#### Tarefa proposta 1
Quais percentuais aparecem na reportagem sobre a evasão escolar na pandemia? Liste todos.
#### Tarefa proposta 2
Retome a reportagem sobre a evasão escolar na pandemia logo após a última frase apresentada.

#### Trecho do documento
-=-=-=-=-
Metade dos jovens que saíram da escola na pandemia foi trabalhar
Um em cada dez jovens entre 11 e 19 anos abandonou os estudos durante a pandemia de Covid-19 e não retornou para a escola. O principal motivo para terem deixado de estudar, apontado por 48% deles, foi a necessidade de trabalhar.
Os dados são de um estudo feito pelo Ipec, a pedido do Unicef (Fundo das Nações Unidas para a Infância), e foram divulgados nesta quinta-feira (15). Foram entrevistados, pessoalmente, 1.100 jovens dessa faixa etária em todas as regiões do país entre os dias 9 e 18 de agosto.
O percentual de jovens que não estão frequentando a escola representa cerca de 2 milhões de adolescentes em todo o país. Os responsáveis pelo estudo destacam que esse número deve ser ainda maior, já que a pesquisa não incluiu crianças de até 10 anos.
A maior parte dos que saíram da escola (65%) deixou os estudos antes mesmo de chegar ao ensino médio. O 9º ano do ensino fundamental é a série com o maior percentual de evasão (16%), segundo os resultados do estudo.
Mônica Dias Pinto, chefe de educação do Unicef no Brasil, destaca que os resultados mostram que a evasão escolar é resultado direto da desigualdade socioeconômica do país. No geral, 11% dos entrevistados não estão na escola, mas entre aqueles que são de famílias da classe AB esse percentual cai para 4% e sobe para 17% na classe D/E.
“É um problema que surge da desigualdade social e a perpetua. Sem garantir o direito à educação a esses jovens, eles estarão mais propensos a continuar vivendo em condições menos favoráveis”, diz Mônica.
-=-=-=-=-
[Linhas de dados armazenadas]
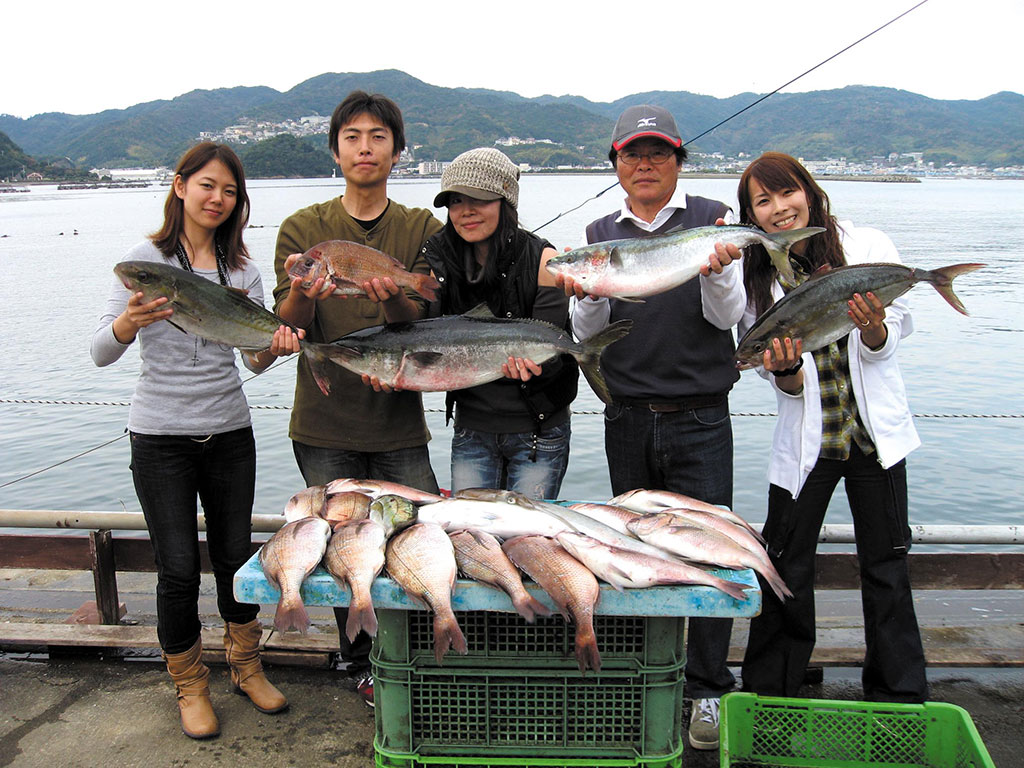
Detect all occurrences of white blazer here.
[738,221,921,499]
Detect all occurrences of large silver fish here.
[450,530,551,624]
[323,304,632,402]
[556,534,746,600]
[627,512,793,600]
[386,522,468,664]
[114,261,350,395]
[324,520,387,640]
[546,224,824,301]
[288,240,440,301]
[259,517,331,634]
[502,536,601,673]
[735,263,985,369]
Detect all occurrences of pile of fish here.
[259,478,793,672]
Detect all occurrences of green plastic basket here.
[373,609,686,672]
[720,693,995,768]
[373,663,684,766]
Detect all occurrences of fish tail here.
[929,264,985,314]
[764,226,824,280]
[575,628,601,675]
[273,595,309,635]
[434,612,469,664]
[577,319,633,402]
[413,272,441,301]
[345,595,377,642]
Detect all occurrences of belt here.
[615,394,727,414]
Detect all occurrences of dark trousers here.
[742,445,928,702]
[604,398,736,698]
[292,440,438,674]
[131,427,259,653]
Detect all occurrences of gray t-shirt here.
[90,241,263,436]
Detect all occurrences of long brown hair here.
[150,141,249,269]
[736,152,846,314]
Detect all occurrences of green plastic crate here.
[373,662,684,766]
[720,693,995,768]
[373,609,686,672]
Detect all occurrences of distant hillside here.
[0,70,1024,167]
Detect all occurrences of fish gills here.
[259,517,331,635]
[386,522,469,664]
[450,530,551,624]
[324,520,387,641]
[502,536,601,674]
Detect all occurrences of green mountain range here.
[0,70,1024,175]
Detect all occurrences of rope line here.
[534,0,928,232]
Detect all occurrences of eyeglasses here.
[618,146,676,165]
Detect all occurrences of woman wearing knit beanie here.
[424,147,579,499]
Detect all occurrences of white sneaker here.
[689,698,719,750]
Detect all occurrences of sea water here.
[0,175,1024,544]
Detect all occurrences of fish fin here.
[764,226,825,280]
[273,594,309,635]
[406,351,444,368]
[577,319,633,402]
[931,264,985,314]
[462,301,495,319]
[413,273,441,301]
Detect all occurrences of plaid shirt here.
[778,265,874,461]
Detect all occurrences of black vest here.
[587,195,739,402]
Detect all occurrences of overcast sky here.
[0,0,1024,118]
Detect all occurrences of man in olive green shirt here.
[273,91,441,706]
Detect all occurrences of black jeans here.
[604,397,736,698]
[742,445,928,702]
[292,440,437,675]
[131,427,259,653]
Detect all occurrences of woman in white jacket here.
[737,153,928,702]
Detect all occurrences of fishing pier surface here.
[234,554,761,618]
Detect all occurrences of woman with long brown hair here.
[91,142,299,738]
[737,153,928,702]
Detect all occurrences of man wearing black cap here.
[559,104,746,750]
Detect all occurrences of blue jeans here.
[131,427,259,653]
[452,421,571,499]
[743,445,928,703]
[292,440,438,675]
[604,398,736,698]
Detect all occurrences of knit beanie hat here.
[434,146,519,208]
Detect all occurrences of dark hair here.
[150,141,249,269]
[608,142,689,168]
[328,91,406,155]
[442,198,519,306]
[736,152,846,314]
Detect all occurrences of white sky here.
[0,0,1024,118]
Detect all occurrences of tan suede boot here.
[224,618,288,715]
[164,640,220,738]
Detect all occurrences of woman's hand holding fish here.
[847,291,889,349]
[113,291,174,344]
[502,356,542,381]
[764,337,804,394]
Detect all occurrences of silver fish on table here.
[502,536,601,674]
[546,224,824,301]
[323,304,632,402]
[555,534,746,600]
[386,522,469,664]
[608,488,765,544]
[450,530,551,624]
[114,261,352,395]
[259,517,331,634]
[735,263,985,370]
[324,520,387,640]
[288,240,440,301]
[628,512,793,600]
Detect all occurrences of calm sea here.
[0,175,1024,540]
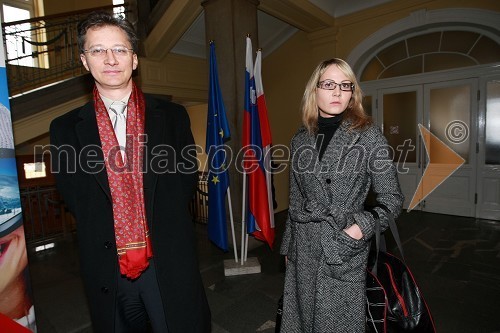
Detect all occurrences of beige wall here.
[43,0,113,15]
[186,104,208,171]
[262,0,500,211]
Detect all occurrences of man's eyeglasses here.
[316,80,354,91]
[83,47,134,58]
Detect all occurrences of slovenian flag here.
[242,37,274,248]
[205,42,230,251]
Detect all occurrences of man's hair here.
[77,11,139,53]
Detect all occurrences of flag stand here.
[227,186,238,263]
[224,173,261,276]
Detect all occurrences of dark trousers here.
[115,260,168,333]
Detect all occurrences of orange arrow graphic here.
[408,124,465,212]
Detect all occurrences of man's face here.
[80,26,138,92]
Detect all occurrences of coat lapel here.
[143,97,165,202]
[75,103,111,200]
[316,121,359,176]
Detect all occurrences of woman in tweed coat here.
[280,59,403,333]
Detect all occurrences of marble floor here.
[29,211,500,333]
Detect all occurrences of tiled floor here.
[29,212,500,333]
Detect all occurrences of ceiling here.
[171,0,394,58]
-=-=-=-=-
#### Sua resposta 1
48%, 65%, 16%, 11%, 4% e 17%.

#### Sua resposta 2
Ter que parar de estudar para ajudar no sustento de casa é uma história que se repete na casa do mecânico Vanderley Deloste, 52. Ele estudou até o 5º ano, mas parou para ir trabalhar. No ano passado, ele viu o filho Vitor Hugo com 16 anos também ter de deixar a escola no 1º ano do ensino médio.
“Eu e a mãe dele ficamos sem serviço por muitos meses e a situação estava difícil em casa. Então, ele teve que ajudar, começou a fazer uns bicos na oficina mecânica e outros em trabalho de alvenaria”, conta Deloste.
Ele afirma que o filho era um estudante exemplar, sempre com boas notas e que adorava estudar matemática. “O que ele mais quer é voltar pra escola. Eu também, porque sei que é o único jeito de ter um futuro melhor. Mas agora não tem como, ele precisa trabalhar pra ajudar em casa.”
Vitor estudava em uma escola estadual na região do Parque de Taipas, no extremo da zona norte de São Paulo. A direção da unidade ligou três vezes para a família pedindo para que o menino voltasse.
O adolescente conta que quer voltar para a escola no próximo ano e planeja entrar em uma turma de EJA (Educação de Jovens e Adultos) para não atrasar ainda mais os estudos, já que quer fazer faculdade de economia.
“Eu fico preocupado de ter parado os estudos, de nunca mais conseguir outro emprego. Quero voltar a estudar porque gosto, mas também porque sinto falta dos meus amigos”, afirma.
Desde que saiu da escola, ele perdeu o contato com a maioria dos colegas de turma já que trabalha das 7h às 18h e também aos sábados. “Tenho saudade de encontrar meus amigos todo dia na escola.”
Segundo a pesquisa do Ipec, depois da necessidade de trabalhar, o segundo motivo mais apontado pelos jovens que saíram da escola foi não conseguir acompanhar as atividades (30%) e porque as aulas presenciais ainda não tinham sido retomadas (29%).
“Nesses outros dois motivos, a desigualdade também está presente. Os alunos mais pobres tiveram menos condições de estudar durante a pandemia, porque não tinham acesso a internet e equipamentos. Ou seja, tiveram mais prejuízos de aprendizado”, diz Mônica.
Estudos já mostraram que escolas em regiões mais pobres foram as que mais demoraram a retomar as atividades presenciais.